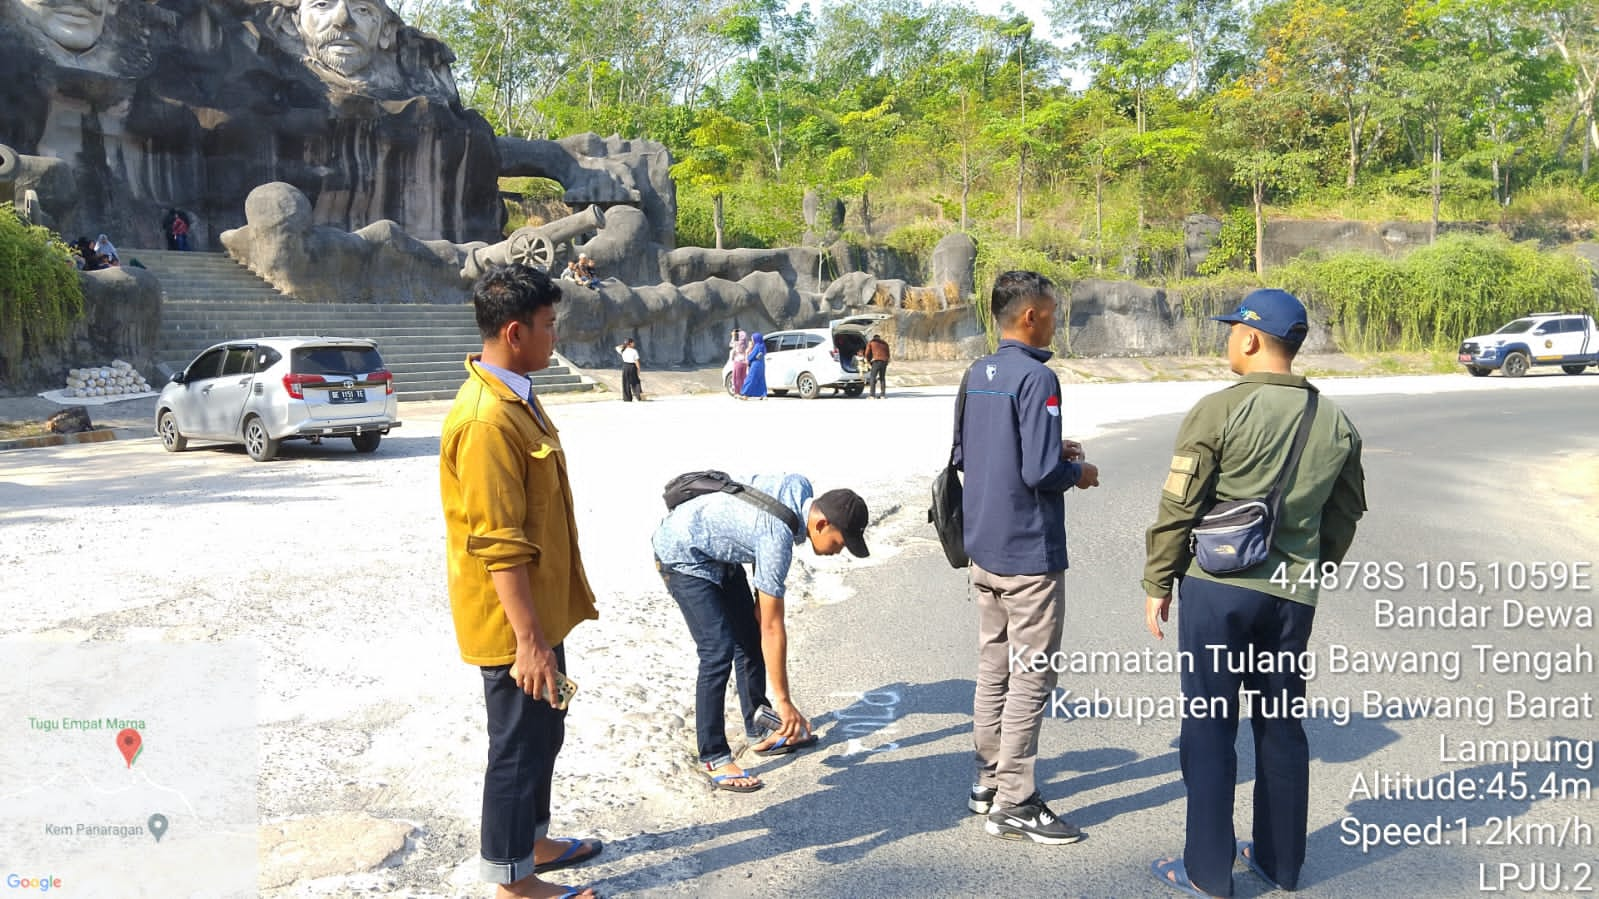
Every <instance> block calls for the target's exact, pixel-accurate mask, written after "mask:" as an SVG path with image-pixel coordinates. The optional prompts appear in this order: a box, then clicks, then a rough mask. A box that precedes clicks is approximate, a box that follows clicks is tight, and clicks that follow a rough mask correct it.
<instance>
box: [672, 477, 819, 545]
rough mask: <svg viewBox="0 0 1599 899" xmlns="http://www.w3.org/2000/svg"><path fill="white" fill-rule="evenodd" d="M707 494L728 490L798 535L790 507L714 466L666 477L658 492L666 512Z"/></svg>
mask: <svg viewBox="0 0 1599 899" xmlns="http://www.w3.org/2000/svg"><path fill="white" fill-rule="evenodd" d="M707 493H729V494H732V496H737V497H739V499H742V501H745V502H748V504H750V505H755V507H756V509H763V510H766V512H769V513H771V515H774V517H777V520H779V521H782V523H784V525H787V526H788V533H790V534H798V533H799V531H801V528H799V517H798V515H795V512H793V509H788V507H787V505H784V504H782V502H777V501H776V499H772V497H771V496H766V494H764V493H761V491H758V489H755V488H753V486H750V485H747V483H739V481H736V480H732V477H729V475H728V472H718V470H715V469H708V470H704V472H686V473H681V475H678V477H675V478H672V480H668V481H667V489H665V491H664V493H662V494H660V499H664V501H665V502H667V510H668V512H670V510H673V509H676V507H678V505H683V504H684V502H688V501H691V499H694V497H696V496H705V494H707Z"/></svg>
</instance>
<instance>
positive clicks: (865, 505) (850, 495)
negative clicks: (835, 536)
mask: <svg viewBox="0 0 1599 899" xmlns="http://www.w3.org/2000/svg"><path fill="white" fill-rule="evenodd" d="M812 505H814V507H815V509H819V510H820V512H822V517H823V518H827V521H828V523H830V525H833V526H835V528H838V531H839V533H841V534H844V547H846V549H847V550H849V553H851V555H854V557H857V558H865V557H868V555H871V552H870V550H868V549H867V521H868V520H870V518H871V515H870V513H868V512H867V501H865V499H860V494H859V493H855V491H852V489H830V491H827V493H823V494H822V496H819V497H815V501H814V502H812Z"/></svg>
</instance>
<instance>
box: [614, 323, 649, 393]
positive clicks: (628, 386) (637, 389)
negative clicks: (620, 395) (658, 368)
mask: <svg viewBox="0 0 1599 899" xmlns="http://www.w3.org/2000/svg"><path fill="white" fill-rule="evenodd" d="M616 352H619V354H622V402H624V403H632V402H633V397H638V400H640V402H643V400H644V384H643V381H640V379H638V346H636V344H635V342H633V338H628V339H627V341H624V342H622V346H619V347H616Z"/></svg>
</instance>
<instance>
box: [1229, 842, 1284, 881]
mask: <svg viewBox="0 0 1599 899" xmlns="http://www.w3.org/2000/svg"><path fill="white" fill-rule="evenodd" d="M1238 857H1239V859H1242V862H1244V864H1246V865H1249V870H1252V872H1255V875H1257V877H1260V880H1265V881H1266V883H1268V885H1271V888H1273V889H1282V885H1281V883H1278V881H1274V880H1271V877H1270V875H1268V873H1266V869H1263V867H1260V862H1257V861H1255V845H1254V843H1252V841H1249V840H1239V841H1238Z"/></svg>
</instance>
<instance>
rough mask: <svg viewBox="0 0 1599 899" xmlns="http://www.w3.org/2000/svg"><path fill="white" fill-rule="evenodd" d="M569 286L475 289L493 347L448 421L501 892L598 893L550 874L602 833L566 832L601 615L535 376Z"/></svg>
mask: <svg viewBox="0 0 1599 899" xmlns="http://www.w3.org/2000/svg"><path fill="white" fill-rule="evenodd" d="M560 299H561V291H560V288H556V286H555V283H552V282H550V278H548V277H547V275H545V274H544V272H540V270H537V269H531V267H526V266H504V267H497V269H494V270H491V272H489V274H486V275H483V278H480V280H478V283H477V285H473V288H472V306H473V309H475V312H477V320H478V330H480V331H481V333H483V354H481V355H475V357H470V358H469V360H467V373H469V378H467V382H465V384H462V387H461V392H457V394H456V403H454V406H451V410H449V416H448V418H446V419H445V432H443V435H441V437H440V451H438V477H440V494H441V497H443V504H445V534H446V539H448V544H449V545H448V558H449V608H451V613H453V616H454V621H456V640H457V641H459V645H461V657H462V661H465V662H467V664H472V665H478V667H480V669H481V670H483V696H484V704H486V705H488V733H489V761H488V771H486V774H484V777H483V853H481V870H483V880H486V881H489V883H497V885H499V889H497V893H496V896H497V899H508V897H513V896H515V897H545V896H560V897H576V899H592V897H593V891H590V889H569V888H566V886H558V885H552V883H545V881H542V880H539V877H537V875H539V873H540V872H547V870H553V869H560V867H566V865H572V864H579V862H584V861H587V859H590V857H593V856H596V854H600V849H601V845H600V841H598V840H574V838H561V840H552V838H550V837H548V829H550V789H552V781H553V771H555V757H556V753H560V750H561V741H563V739H564V736H566V710H564V709H563V707H561V705H564V702H558V699H556V697H558V694H560V689H558V681H560V680H561V678H564V673H563V672H564V669H566V653H564V651H563V646H561V640H564V638H566V635H568V633H569V632H571V630H572V627H574V625H577V622H580V621H585V619H590V617H598V613H596V611H595V598H593V590H590V587H588V577H587V576H585V574H584V563H582V557H580V555H579V552H577V523H576V520H574V515H572V489H571V485H569V483H568V478H566V457H564V454H563V451H561V440H560V434H558V432H556V430H555V424H553V422H552V421H550V416H548V414H547V413H545V411H544V406H542V405H539V400H537V398H536V397H534V395H532V384H531V381H529V379H528V376H526V374H524V373H531V371H539V370H540V368H545V366H548V363H550V354H553V352H555V304H556V302H558V301H560Z"/></svg>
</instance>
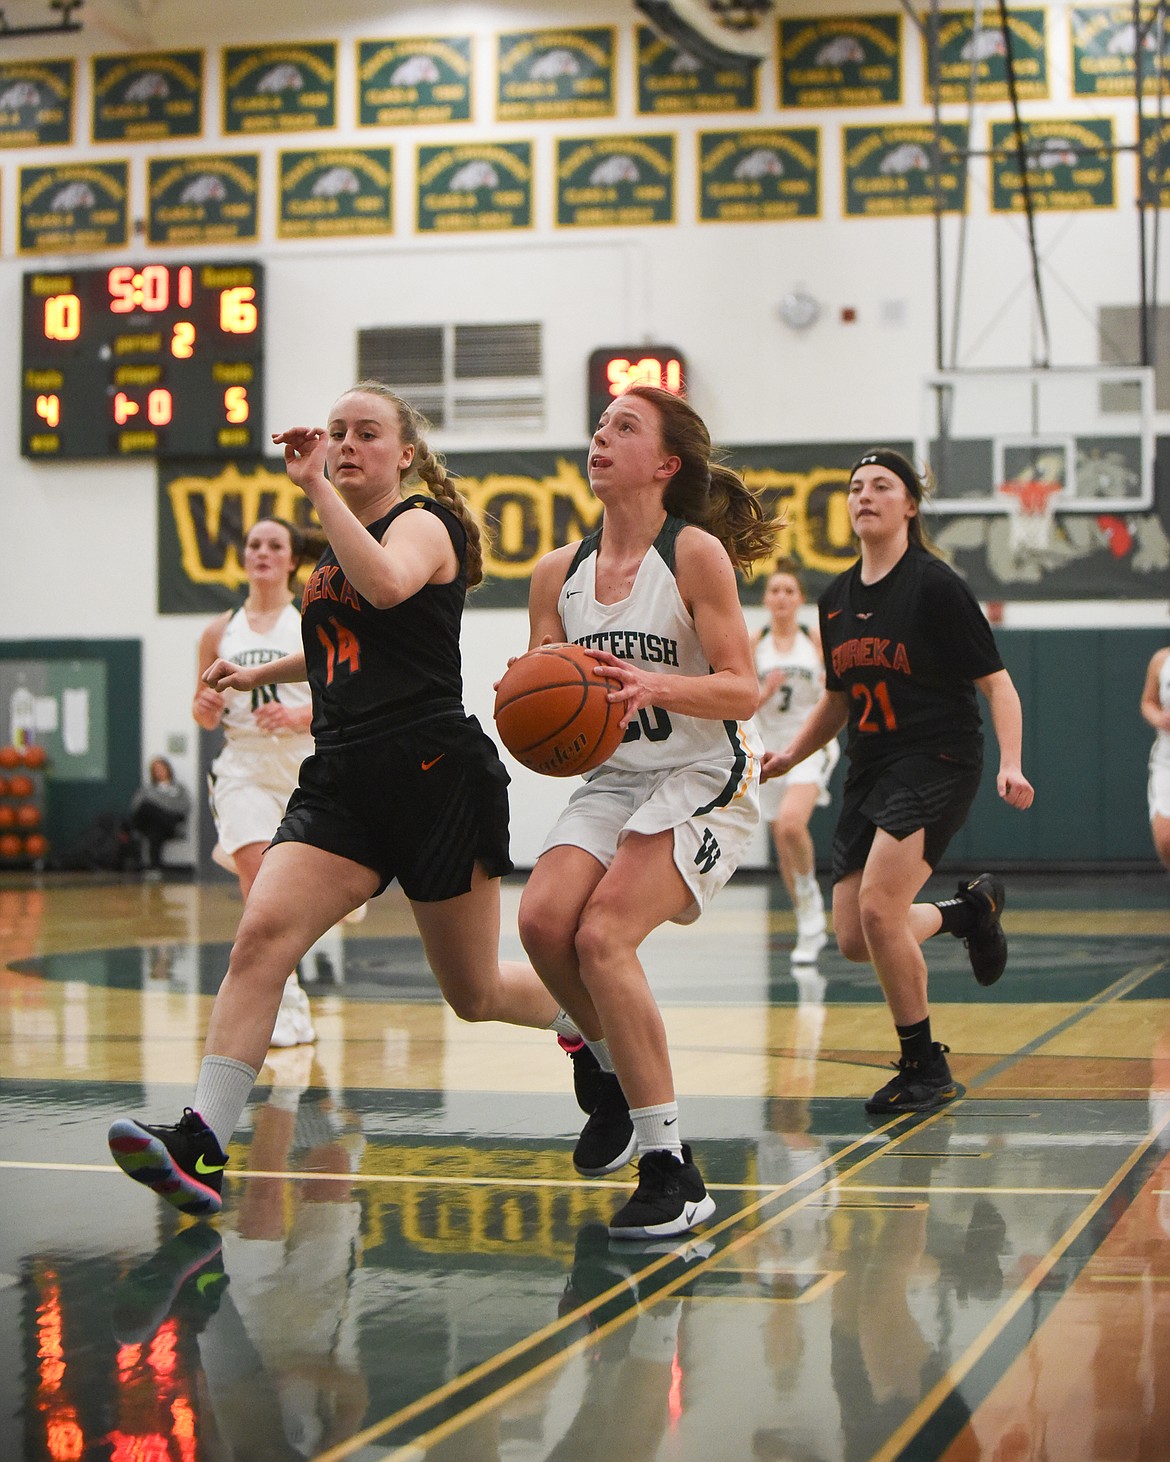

┄┄┄┄┄┄┄┄┄┄

* **Goal of the exercise**: Scan the material above and copy every line that holds the string "positive".

* **Answer space**:
positive clicks: (865, 505) (850, 495)
positive clicks: (628, 386) (637, 389)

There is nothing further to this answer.